■ **TEXTE DE LA PAGE**:
^^^^^^^^^^^^^^^^
Les arrêtés régissant la circulation de marchandises en ville constituent une contrainte mais aussi un levier dans la mise en œuvre de pratiques vertueuses de logistique urbaine. Leur accessibilité, leur clarté ainsi que leur élaboration en concertation avec les parties prenantes est une recette gagnante.

L’optimisation de la logistique urbaine est souvent associée à deux leviers incontestables, qui viennent naturellement à l’esprit : la motorisation des véhicules et la mutualisation des flux. Pourtant, deux autres axes d’améliorations sont indispensables afin d’améliorer l’efficience du dernier kilomètre de livraison : l’ouverture des données par les collectivités et la réglementation locale.

L’analyse des arrêtés par les transporteurs et les logisticiens leur permet de mieux organiser leurs tournées, en s’adaptant aux contraintes de chaque territoire. Ils diminuent également le risque de pénalités financières, notamment lorsque les villes sont équipées en caméras de surveillance et leur permettent d’effectuer leurs opérations en toute sécurité.

Faciliter l’accès aux réglementations

Les arrêtés municipaux sont des actes administratifs publics (Articles L300-1 à L351-1 du code des relations entre le public et l’administration) et toute personne physique ou morale a le droit de les demander et de les publier. Les arrêtés régissant les livraisons ne sont toutefois pas systématiquement accessibles en ligne, ce qui peut rendre difficile leur consultation.

C’est dans ce contexte que le projet B.A.C. IDF (Base de données des Arrêtés Circulation et de stationnement en Ile-de-France) a été retenu dans le cadre de l’AMI Fret & Logistique 2020 Île-de-France. Soutenu par la région, le projet B.A.C. IDF a pour objet de concevoir, développer et exploiter une plateforme numérique centralisant les arrêtés circulation et stationnement des 1268 communes de la région Île-de-France. Les communes sont invitées à déposer en ligne leurs arrêtés régissant les livraisons de marchandises, tant sur les aspects de circulation que de stationnement. A terme, la plateforme mettra à disposition en temps réel l’ensemble de ces données, sous une forme exploitable par des systèmes tiers dans une démarche « ouverte ».

L’objectif d’une meilleure connaissance (et en conséquence application) des réglementations locales participe aux démarches d’optimisation des flux de livraisons de marchandises et de réduction des émissions de polluants locaux. Il participe aussi à la réduction de l’accidentologie. Ce projet ouvre également la voie vers le partage des bonnes pratiques et l’harmonisation des documents réglementaires afin d’en simplifier la lecture et l’application.
^^^^^^^^^^^^^^^^
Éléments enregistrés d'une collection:

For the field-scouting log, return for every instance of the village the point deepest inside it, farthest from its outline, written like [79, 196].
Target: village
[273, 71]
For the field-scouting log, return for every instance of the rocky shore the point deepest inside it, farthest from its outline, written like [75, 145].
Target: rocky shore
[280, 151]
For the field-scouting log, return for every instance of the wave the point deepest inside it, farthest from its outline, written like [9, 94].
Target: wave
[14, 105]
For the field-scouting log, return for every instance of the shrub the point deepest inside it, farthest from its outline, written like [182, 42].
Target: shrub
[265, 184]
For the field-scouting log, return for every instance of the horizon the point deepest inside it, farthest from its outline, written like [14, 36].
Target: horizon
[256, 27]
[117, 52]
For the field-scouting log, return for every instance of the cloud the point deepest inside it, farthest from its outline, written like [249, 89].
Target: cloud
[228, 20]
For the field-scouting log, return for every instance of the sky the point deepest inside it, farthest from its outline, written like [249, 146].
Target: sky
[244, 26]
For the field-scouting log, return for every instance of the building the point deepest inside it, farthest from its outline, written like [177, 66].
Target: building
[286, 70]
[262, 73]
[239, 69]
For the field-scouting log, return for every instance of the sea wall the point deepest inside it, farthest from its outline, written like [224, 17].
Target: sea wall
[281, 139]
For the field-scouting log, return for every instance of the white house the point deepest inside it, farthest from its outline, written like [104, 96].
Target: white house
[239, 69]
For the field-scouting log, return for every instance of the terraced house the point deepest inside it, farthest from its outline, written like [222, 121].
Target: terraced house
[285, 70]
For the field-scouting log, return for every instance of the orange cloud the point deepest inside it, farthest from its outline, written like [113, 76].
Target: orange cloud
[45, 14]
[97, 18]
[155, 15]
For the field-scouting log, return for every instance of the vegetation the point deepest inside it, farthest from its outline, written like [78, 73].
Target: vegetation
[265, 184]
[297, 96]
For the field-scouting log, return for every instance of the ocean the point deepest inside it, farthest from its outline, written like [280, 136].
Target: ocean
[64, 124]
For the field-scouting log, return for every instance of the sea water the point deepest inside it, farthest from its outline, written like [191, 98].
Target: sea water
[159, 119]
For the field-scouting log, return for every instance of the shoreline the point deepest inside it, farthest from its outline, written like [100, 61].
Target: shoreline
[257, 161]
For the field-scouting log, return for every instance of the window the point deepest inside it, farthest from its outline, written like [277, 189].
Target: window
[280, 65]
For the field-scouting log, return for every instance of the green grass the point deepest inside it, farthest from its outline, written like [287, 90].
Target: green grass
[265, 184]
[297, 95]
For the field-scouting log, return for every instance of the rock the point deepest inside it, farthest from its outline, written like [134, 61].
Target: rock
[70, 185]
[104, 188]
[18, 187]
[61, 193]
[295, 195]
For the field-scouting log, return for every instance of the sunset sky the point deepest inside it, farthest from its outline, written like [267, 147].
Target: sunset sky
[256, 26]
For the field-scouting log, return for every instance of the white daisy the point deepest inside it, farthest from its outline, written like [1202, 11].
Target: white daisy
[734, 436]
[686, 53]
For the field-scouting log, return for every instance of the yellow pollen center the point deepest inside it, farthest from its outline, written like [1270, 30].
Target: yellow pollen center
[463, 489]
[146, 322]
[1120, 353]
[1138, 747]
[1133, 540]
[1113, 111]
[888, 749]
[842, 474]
^^^^^^^^^^^^^^^^
■ **CONSIGNE**: Reproduisez à l'identique le passage du texte sur les arrêtés de livraison en ville, depuis « Faciliter l’accès aux » jusqu'à « difficile leur consultation. » inclus.

■ **TRAVAIL RÉALISÉ**:
Faciliter l’accès aux réglementations

Les arrêtés municipaux sont des actes administratifs publics (Articles L300-1 à L351-1 du code des relations entre le public et l’administration) et toute personne physique ou morale a le droit de les demander et de les publier. Les arrêtés régissant les livraisons ne sont toutefois pas systématiquement accessibles en ligne, ce qui peut rendre difficile leur consultation.